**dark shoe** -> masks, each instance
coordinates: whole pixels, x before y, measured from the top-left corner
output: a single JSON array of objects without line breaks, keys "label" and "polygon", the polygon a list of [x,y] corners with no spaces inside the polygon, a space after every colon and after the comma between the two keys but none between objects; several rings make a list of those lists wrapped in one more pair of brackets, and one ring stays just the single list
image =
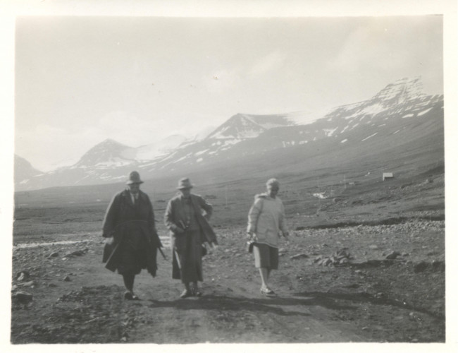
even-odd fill
[{"label": "dark shoe", "polygon": [[188,297],[191,297],[191,291],[188,289],[185,289],[181,292],[181,294],[180,294],[180,298],[187,298]]},{"label": "dark shoe", "polygon": [[275,297],[276,295],[275,292],[268,287],[261,288],[261,294],[266,297]]}]

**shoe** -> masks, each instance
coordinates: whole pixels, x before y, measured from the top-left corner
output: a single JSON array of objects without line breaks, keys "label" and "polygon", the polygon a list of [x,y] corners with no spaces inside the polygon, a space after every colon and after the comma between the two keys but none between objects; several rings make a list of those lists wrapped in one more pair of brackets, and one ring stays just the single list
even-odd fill
[{"label": "shoe", "polygon": [[192,295],[191,291],[185,289],[181,292],[181,294],[180,294],[180,298],[187,298],[188,297],[191,297],[191,295]]},{"label": "shoe", "polygon": [[276,295],[275,292],[268,287],[261,288],[261,294],[267,297],[274,297]]}]

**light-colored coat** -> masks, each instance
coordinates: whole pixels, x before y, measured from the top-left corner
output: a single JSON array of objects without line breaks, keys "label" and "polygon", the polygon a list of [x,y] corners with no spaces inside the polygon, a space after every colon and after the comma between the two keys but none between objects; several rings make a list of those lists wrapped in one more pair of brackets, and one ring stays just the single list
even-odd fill
[{"label": "light-colored coat", "polygon": [[287,232],[285,208],[280,198],[266,193],[254,196],[254,203],[248,213],[247,232],[256,234],[256,242],[278,247],[280,231]]}]

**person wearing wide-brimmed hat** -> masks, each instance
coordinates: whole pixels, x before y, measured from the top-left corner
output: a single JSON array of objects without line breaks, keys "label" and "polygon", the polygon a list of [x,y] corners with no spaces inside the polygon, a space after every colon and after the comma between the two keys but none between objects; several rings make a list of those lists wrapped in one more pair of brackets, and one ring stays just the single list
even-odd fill
[{"label": "person wearing wide-brimmed hat", "polygon": [[191,193],[192,187],[188,178],[181,179],[177,187],[179,193],[168,201],[164,215],[173,251],[172,277],[185,285],[182,298],[202,295],[197,282],[203,281],[202,256],[207,246],[218,244],[208,222],[213,207],[202,197]]},{"label": "person wearing wide-brimmed hat", "polygon": [[268,286],[272,270],[278,268],[278,243],[280,233],[287,239],[288,230],[285,220],[285,208],[277,196],[280,183],[272,178],[266,184],[267,192],[256,195],[248,213],[247,232],[254,240],[254,266],[259,269],[261,293],[273,296]]},{"label": "person wearing wide-brimmed hat", "polygon": [[109,238],[104,249],[105,267],[123,275],[125,299],[138,299],[134,294],[135,275],[146,268],[153,276],[157,270],[157,249],[162,247],[156,230],[151,201],[140,186],[143,181],[137,172],[131,172],[126,189],[111,200],[104,220],[102,236]]}]

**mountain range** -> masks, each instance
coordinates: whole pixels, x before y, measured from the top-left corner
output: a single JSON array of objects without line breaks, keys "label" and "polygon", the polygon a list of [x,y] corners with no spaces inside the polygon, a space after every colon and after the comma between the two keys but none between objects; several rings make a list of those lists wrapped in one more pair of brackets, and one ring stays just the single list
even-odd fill
[{"label": "mountain range", "polygon": [[237,114],[204,138],[173,136],[137,148],[108,139],[75,164],[47,173],[16,156],[15,187],[26,191],[122,182],[133,169],[145,180],[200,175],[202,182],[311,174],[330,167],[351,174],[352,163],[369,161],[368,169],[414,172],[428,166],[409,165],[412,155],[421,154],[421,164],[443,162],[443,101],[442,95],[423,93],[420,78],[403,78],[367,100],[314,116],[309,124],[301,122],[301,113]]}]

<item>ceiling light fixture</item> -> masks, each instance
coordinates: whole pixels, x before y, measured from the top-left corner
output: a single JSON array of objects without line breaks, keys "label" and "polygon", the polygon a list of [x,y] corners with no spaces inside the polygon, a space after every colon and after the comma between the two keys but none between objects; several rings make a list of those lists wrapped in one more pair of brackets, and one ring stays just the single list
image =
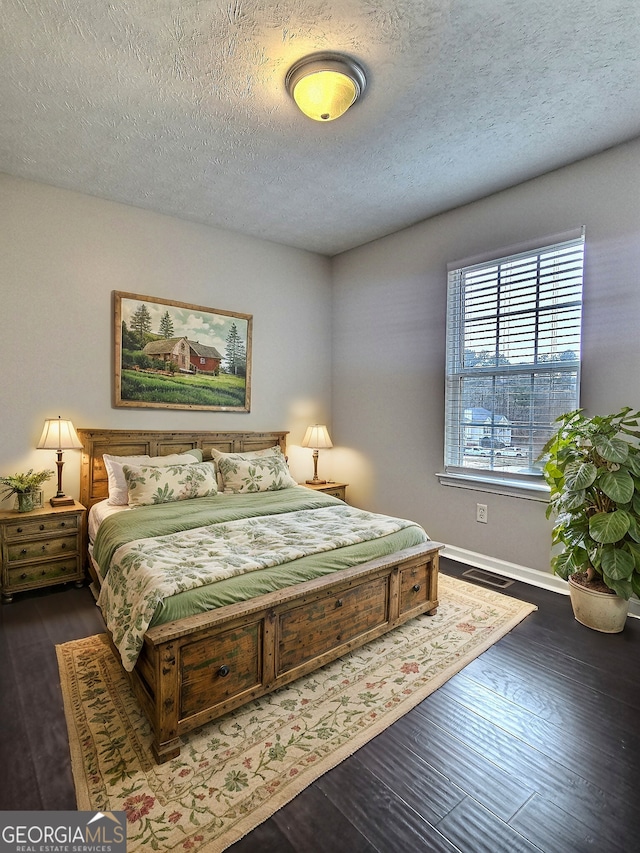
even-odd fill
[{"label": "ceiling light fixture", "polygon": [[306,116],[333,121],[362,95],[367,78],[362,67],[348,56],[314,53],[291,66],[285,85]]}]

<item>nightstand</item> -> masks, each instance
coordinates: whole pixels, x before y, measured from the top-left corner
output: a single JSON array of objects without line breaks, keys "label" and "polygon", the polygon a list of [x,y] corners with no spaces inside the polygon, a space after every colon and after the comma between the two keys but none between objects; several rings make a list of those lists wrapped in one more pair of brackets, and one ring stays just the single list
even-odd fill
[{"label": "nightstand", "polygon": [[84,581],[82,504],[31,512],[0,510],[0,587],[8,603],[15,592]]},{"label": "nightstand", "polygon": [[334,498],[340,498],[346,503],[348,483],[319,483],[314,486],[313,483],[300,483],[301,486],[306,486],[307,489],[313,489],[315,492],[324,492],[325,495],[331,495]]}]

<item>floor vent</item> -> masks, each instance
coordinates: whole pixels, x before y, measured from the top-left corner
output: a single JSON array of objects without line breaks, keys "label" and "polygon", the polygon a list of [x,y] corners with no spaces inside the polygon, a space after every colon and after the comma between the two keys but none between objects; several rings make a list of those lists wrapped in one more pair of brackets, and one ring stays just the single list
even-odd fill
[{"label": "floor vent", "polygon": [[509,578],[492,575],[491,572],[485,572],[483,569],[467,569],[466,572],[462,573],[462,577],[479,583],[486,583],[488,586],[497,586],[498,589],[506,589],[513,583]]}]

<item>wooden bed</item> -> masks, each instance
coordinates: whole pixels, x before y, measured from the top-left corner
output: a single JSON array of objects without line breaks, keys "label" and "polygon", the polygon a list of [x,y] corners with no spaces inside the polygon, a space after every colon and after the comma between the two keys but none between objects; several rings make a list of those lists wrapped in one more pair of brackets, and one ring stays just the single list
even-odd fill
[{"label": "wooden bed", "polygon": [[[104,453],[164,456],[193,448],[211,458],[279,446],[286,432],[80,429],[80,500],[108,496]],[[305,675],[438,606],[441,545],[426,542],[240,604],[149,628],[133,672],[159,763],[180,753],[181,735]],[[95,581],[97,577],[92,572]]]}]

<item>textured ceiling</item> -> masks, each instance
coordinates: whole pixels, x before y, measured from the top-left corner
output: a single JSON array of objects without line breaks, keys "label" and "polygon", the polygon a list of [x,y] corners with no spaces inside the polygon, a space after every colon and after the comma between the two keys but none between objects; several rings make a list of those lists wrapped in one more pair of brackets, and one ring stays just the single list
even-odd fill
[{"label": "textured ceiling", "polygon": [[[640,135],[639,0],[0,0],[0,171],[327,255]],[[288,68],[366,69],[337,121]]]}]

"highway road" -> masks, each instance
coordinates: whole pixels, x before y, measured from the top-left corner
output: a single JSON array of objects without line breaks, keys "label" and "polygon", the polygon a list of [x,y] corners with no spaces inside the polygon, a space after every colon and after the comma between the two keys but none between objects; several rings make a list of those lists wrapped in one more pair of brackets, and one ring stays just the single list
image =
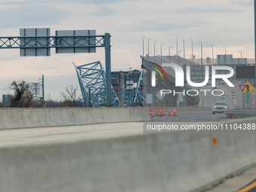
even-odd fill
[{"label": "highway road", "polygon": [[[178,114],[172,117],[154,117],[156,122],[215,122],[227,120],[224,114]],[[143,133],[143,123],[116,123],[83,126],[0,130],[0,148],[10,145],[72,142],[134,136]]]},{"label": "highway road", "polygon": [[143,123],[116,123],[0,130],[0,148],[32,143],[71,142],[139,135]]}]

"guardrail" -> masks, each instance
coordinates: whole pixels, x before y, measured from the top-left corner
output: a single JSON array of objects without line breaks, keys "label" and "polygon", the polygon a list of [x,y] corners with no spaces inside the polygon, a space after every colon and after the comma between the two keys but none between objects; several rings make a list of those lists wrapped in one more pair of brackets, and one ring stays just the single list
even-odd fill
[{"label": "guardrail", "polygon": [[245,118],[256,117],[256,111],[247,110],[227,110],[224,111],[227,118]]},{"label": "guardrail", "polygon": [[227,96],[228,96],[233,101],[233,105],[231,106],[232,109],[235,109],[236,107],[239,106],[238,102],[237,102],[237,99],[232,99],[231,93],[230,93],[230,91],[228,91],[227,90],[226,90],[225,88],[224,88],[223,87],[221,87],[220,85],[217,85],[216,87],[218,90],[222,90],[225,93],[225,95]]}]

> [SHORT EXERCISE]:
With the pictures left out, please output each line from the one containing "<item>textured ceiling</item> ->" through the end of the entries, exactly as it is.

> [EXPECTED ANSWER]:
<item>textured ceiling</item> -> masks, each instance
coordinates: whole pixels, x before y, measured from the top-left corner
output: a single JSON array of objects without line breaks, keys "label" and "polygon", the polygon a list of [x,y] corners with no spaces inside the polygon, a space after every colon and after the comma between the two keys but none between objects; several rings make a list of those lists wrapped in one more pair of brackets, and one ring stays just the single list
even-odd fill
[{"label": "textured ceiling", "polygon": [[[640,135],[639,0],[0,0],[0,171],[327,255]],[[288,68],[366,69],[337,121]]]}]

"highway road" -> masks, each instance
coordinates: whole pixels, x before y, measured from the top-left corner
output: a single JSON array of objects without line breaks, keys "label" and "polygon", the polygon a list of [x,y] corners with no spaces inside the polygon, a space after every colon and after the comma between the two keys but none between objects; several rings make a list of those lists wrapped in one more pair of brackets, and one ring stays just the single list
image =
even-odd fill
[{"label": "highway road", "polygon": [[[178,114],[172,117],[154,117],[156,122],[215,122],[227,120],[224,114]],[[143,133],[143,123],[116,123],[83,126],[0,130],[0,148],[10,145],[72,142],[134,136]]]},{"label": "highway road", "polygon": [[143,123],[116,123],[0,130],[0,148],[32,143],[71,142],[139,135]]}]

"guardrail" -> masks, each instance
coordinates: whole pixels, x before y, measured from the top-left corner
output: a single JSON array of objects without line breaks, keys "label" and "polygon", the polygon a list of [x,y] corners with no spaces inside the polygon, a space after every colon and after the comma between the two keys but none between objects; several rings make a list of those lists wrapped in one more pair of brackets, and one ring stays just the single list
even-odd fill
[{"label": "guardrail", "polygon": [[245,118],[256,117],[256,111],[247,110],[227,110],[224,111],[227,118]]},{"label": "guardrail", "polygon": [[227,96],[228,96],[233,101],[233,105],[231,106],[232,109],[235,109],[236,107],[239,106],[238,102],[237,102],[237,99],[232,99],[231,93],[230,93],[230,91],[228,91],[227,90],[226,90],[225,88],[224,88],[223,87],[221,87],[220,85],[217,85],[216,87],[218,90],[222,90],[225,93],[225,95]]}]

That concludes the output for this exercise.